— Start Text to read —

Another way to incorporate the D-Wave system is to use quantum annealing to provide tight lower-bound functions at any node in the search tree. Lagrangian Relaxation for Finding Lower bounds discussed below is one approach.

During the branch-and-bound process, you can also take advantage of cutset decompositions. As the search moves between nodes in the search tree, the graph for the subproblem that must be solved changes. In particular, the vertices in the graph that correspond to the fixed variables at the search tree node are removed along with all edges connected to these vertices. The graph may disconnect at some nodes in the search tree, in which case you solve multiple smaller subproblems. These subproblems and their minimizers may be cached so that, when these same subproblems are generated at other nodes, the results can be accessed. See [Mar2007], which considers other ways to explore the search tree, including dynamic variable orderings and best-first orderings. All of these improvements may also be applied in this setting. See also [Ros2016] on branch-and-bound heuristics in the context of the D-Wave Chimera architecture.

Lagrangian Relaxation for Finding Lower bounds

Lagrangian relaxation relies on a different simplification of the graph from that shown in Figure 46 and yields a lower bound on the global minimum objective value. In many cases, the bound can be made quite tight. Consider a node in the graph representing a variable \(s_i\). Divide the node in two and define \(s_i^{(1)}\) and \(s_i^{(2)}\) and add the constraint that \(s_i^{(1)} = s_i^{(2)}\). This leaves the problem unchanged. The original objective \(E(s_i,\vc{s}_{\setminus i})\) is modified to \(E'(s_i^{(1)}, s_i^{(2)},\vc{s}_{\setminus i})\). If you ignore the equality constraints among divided variables, then with sufficiently many divided variables, the modified objective \(E'\) decomposes into smaller independent problems. To ensure that these two objectives give the same value when the \(s_i^{(1)} = s_i^{(2)}\) constraint is satisfied, \(h_{i} = h_{i}^{(1)} + h_{i}^{(2)}\) is required. The advantage of dividing variable \(s_i\) comes when the equality constraint is softened and treated approximately.

Introducing a multiplier \(\lambda_i\) for the equality constraint, the Lagrangian for the constrained problem is

\[L(s_i^{(1)},s_i^{(2)},\vc{s}_{\setminus i}; \lambda_i) = E'(s_i^{(1)},s_i^{(2)},\mathbf{s}_{\setminus i}) + \lambda_i(s_i^{(1) }- s_i^{(2)}).\]

Minimizing this Lagrangian for any fixed value of \(\lambda_i\) provides a lower bound to \(\min_{\vc{s}} E(\vc{s})\). The dual function is defined as

\[g(\lambda_i) = \min_{s_i^{(1)},s_i^{(2)},\vc{s}_{\setminus i}} L(s_i^{(1)},s_i^{(2)},\vc{s}_{\setminus i}; \lambda_i),\]

and maximizing the dual with respect to \(\lambda_i\) provides the tightest possible lower bound.

— End Text to read —

Requirement:
Rewrite the stretch of the lower-bounds text from "Introducing a multiplier" through "possible lower bound.", putting "coefficient" in place of "multiplier".

— Start Entries provided —

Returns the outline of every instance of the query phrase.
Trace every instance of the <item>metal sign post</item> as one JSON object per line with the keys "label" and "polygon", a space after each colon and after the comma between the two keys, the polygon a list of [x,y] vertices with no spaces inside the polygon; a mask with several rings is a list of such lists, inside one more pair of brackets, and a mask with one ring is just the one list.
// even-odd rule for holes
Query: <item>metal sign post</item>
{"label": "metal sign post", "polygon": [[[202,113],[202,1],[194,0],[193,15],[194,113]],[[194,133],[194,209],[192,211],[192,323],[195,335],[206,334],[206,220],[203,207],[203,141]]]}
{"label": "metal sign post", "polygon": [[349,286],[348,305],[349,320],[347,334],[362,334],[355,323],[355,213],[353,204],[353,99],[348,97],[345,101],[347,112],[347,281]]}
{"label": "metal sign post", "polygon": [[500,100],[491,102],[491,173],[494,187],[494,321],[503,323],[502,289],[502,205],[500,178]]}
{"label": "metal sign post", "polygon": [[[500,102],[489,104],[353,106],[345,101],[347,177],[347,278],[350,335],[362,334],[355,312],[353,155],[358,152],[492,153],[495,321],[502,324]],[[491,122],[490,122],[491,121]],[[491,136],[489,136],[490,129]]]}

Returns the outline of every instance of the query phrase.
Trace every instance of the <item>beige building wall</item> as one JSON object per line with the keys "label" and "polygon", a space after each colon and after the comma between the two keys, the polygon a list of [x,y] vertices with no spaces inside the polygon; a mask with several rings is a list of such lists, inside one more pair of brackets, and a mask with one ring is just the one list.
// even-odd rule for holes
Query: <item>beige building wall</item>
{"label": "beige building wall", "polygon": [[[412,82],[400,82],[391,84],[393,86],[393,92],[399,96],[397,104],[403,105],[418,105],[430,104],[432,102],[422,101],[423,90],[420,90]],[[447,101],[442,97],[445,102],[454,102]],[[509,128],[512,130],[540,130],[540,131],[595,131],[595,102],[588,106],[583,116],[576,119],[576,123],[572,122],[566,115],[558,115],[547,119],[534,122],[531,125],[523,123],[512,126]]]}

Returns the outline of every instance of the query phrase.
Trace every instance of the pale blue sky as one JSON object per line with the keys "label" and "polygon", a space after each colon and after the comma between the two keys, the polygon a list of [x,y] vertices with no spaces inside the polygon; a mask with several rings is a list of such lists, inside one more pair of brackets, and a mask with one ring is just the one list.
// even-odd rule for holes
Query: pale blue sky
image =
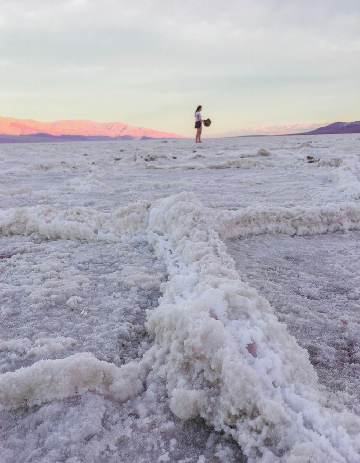
{"label": "pale blue sky", "polygon": [[198,104],[209,136],[358,120],[359,5],[0,0],[0,115],[188,136]]}

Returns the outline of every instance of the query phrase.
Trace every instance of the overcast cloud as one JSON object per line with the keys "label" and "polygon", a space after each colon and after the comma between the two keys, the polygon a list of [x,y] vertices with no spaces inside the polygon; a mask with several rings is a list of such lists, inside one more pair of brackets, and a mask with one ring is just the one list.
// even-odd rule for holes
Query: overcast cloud
{"label": "overcast cloud", "polygon": [[360,119],[358,2],[0,6],[1,116],[189,136],[198,104],[212,136]]}

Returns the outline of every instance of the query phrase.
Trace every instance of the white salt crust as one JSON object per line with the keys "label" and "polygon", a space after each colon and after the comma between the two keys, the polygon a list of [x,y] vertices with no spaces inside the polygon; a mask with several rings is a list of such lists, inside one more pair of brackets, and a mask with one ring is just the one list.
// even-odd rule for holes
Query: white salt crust
{"label": "white salt crust", "polygon": [[3,235],[108,242],[140,236],[169,274],[158,306],[147,312],[155,341],[141,360],[120,368],[86,353],[39,361],[0,376],[3,407],[86,390],[125,401],[143,390],[152,370],[166,382],[175,415],[200,416],[223,430],[250,462],[360,461],[360,419],[325,407],[306,351],[269,303],[241,282],[222,241],[249,233],[359,229],[359,221],[353,203],[211,212],[186,193],[112,214],[42,206],[3,211]]}

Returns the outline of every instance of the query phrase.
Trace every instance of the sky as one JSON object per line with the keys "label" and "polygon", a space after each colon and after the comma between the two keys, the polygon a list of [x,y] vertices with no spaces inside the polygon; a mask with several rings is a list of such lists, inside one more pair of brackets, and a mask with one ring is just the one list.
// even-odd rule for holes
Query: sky
{"label": "sky", "polygon": [[358,0],[0,0],[0,116],[194,136],[360,119]]}

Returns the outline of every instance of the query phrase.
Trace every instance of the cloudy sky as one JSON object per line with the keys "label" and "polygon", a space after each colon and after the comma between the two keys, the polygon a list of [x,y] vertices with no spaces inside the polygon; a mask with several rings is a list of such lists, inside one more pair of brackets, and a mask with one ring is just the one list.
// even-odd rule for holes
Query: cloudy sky
{"label": "cloudy sky", "polygon": [[0,0],[0,116],[186,136],[198,104],[210,136],[357,120],[359,5]]}

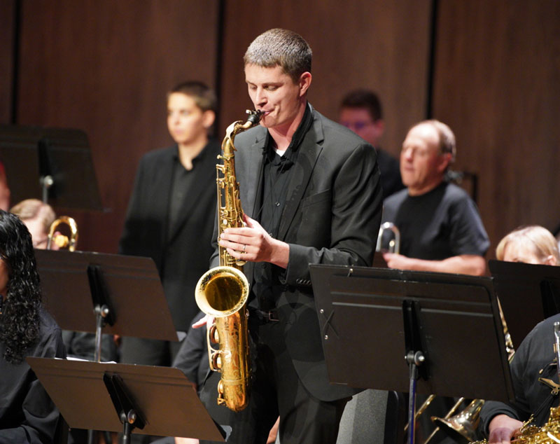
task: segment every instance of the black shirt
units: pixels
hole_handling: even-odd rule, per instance
[[[25,356],[65,358],[60,328],[41,310],[39,338]],[[58,409],[29,364],[13,364],[4,359],[0,342],[0,443],[52,443],[58,422]]]
[[[462,188],[447,182],[421,195],[409,195],[405,189],[388,197],[382,221],[399,229],[400,252],[410,258],[484,256],[490,246],[475,202]]]
[[[286,202],[286,191],[290,181],[292,166],[298,158],[298,148],[301,145],[307,130],[313,122],[311,107],[305,107],[302,121],[292,137],[291,142],[282,156],[274,150],[274,140],[268,133],[263,151],[264,161],[261,173],[262,181],[258,202],[260,207],[255,214],[255,218],[269,234],[276,238],[280,219]],[[252,307],[258,307],[263,310],[274,307],[276,297],[281,292],[284,286],[280,284],[279,277],[286,270],[271,263],[261,262],[255,264],[253,268]],[[255,296],[258,299],[254,299]],[[253,302],[256,301],[256,302]]]

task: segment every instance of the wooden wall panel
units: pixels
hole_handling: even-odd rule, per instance
[[[441,1],[434,116],[457,137],[457,167],[479,176],[491,240],[560,223],[560,2]]]
[[[0,1],[0,124],[11,123],[15,0]]]
[[[216,78],[217,1],[22,0],[18,123],[85,130],[104,213],[79,249],[116,251],[138,160],[171,144],[166,92]]]
[[[431,1],[309,0],[225,1],[220,127],[251,106],[243,55],[259,34],[292,29],[314,52],[309,101],[337,120],[340,100],[356,88],[377,91],[385,110],[382,146],[398,154],[407,127],[424,118],[426,102]]]

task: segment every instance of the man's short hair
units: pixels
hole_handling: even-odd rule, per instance
[[[280,28],[269,29],[249,45],[243,61],[263,68],[279,66],[297,83],[304,72],[311,72],[312,53],[300,34]]]
[[[457,147],[455,143],[455,134],[451,131],[451,128],[445,125],[443,122],[437,120],[435,119],[430,119],[429,120],[423,120],[410,127],[410,130],[415,128],[421,125],[431,125],[435,131],[438,132],[438,137],[440,139],[440,151],[443,153],[449,153],[451,154],[451,160],[449,163],[453,163],[455,161],[455,155],[457,153]],[[409,130],[410,131],[410,130]]]
[[[218,110],[218,99],[214,90],[202,82],[189,81],[176,85],[167,93],[167,99],[174,92],[181,92],[192,97],[195,103],[203,111]]]
[[[342,99],[340,107],[365,109],[374,122],[383,118],[383,109],[379,98],[370,90],[359,89],[351,91]]]
[[[24,222],[38,218],[46,234],[48,234],[51,224],[57,218],[52,207],[38,199],[22,200],[12,207],[10,212],[18,216]]]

— End Entries provided —

Solution to this problem:
Introducing a coefficient \(\lambda_i\) for the equality constraint, the Lagrangian for the constrained problem is

\[L(s_i^{(1)},s_i^{(2)},\vc{s}_{\setminus i}; \lambda_i) = E'(s_i^{(1)},s_i^{(2)},\mathbf{s}_{\setminus i}) + \lambda_i(s_i^{(1) }- s_i^{(2)}).\]

Minimizing this Lagrangian for any fixed value of \(\lambda_i\) provides a lower bound to \(\min_{\vc{s}} E(\vc{s})\). The dual function is defined as

\[g(\lambda_i) = \min_{s_i^{(1)},s_i^{(2)},\vc{s}_{\setminus i}} L(s_i^{(1)},s_i^{(2)},\vc{s}_{\setminus i}; \lambda_i),\]

and maximizing the dual with respect to \(\lambda_i\) provides the tightest possible lower bound.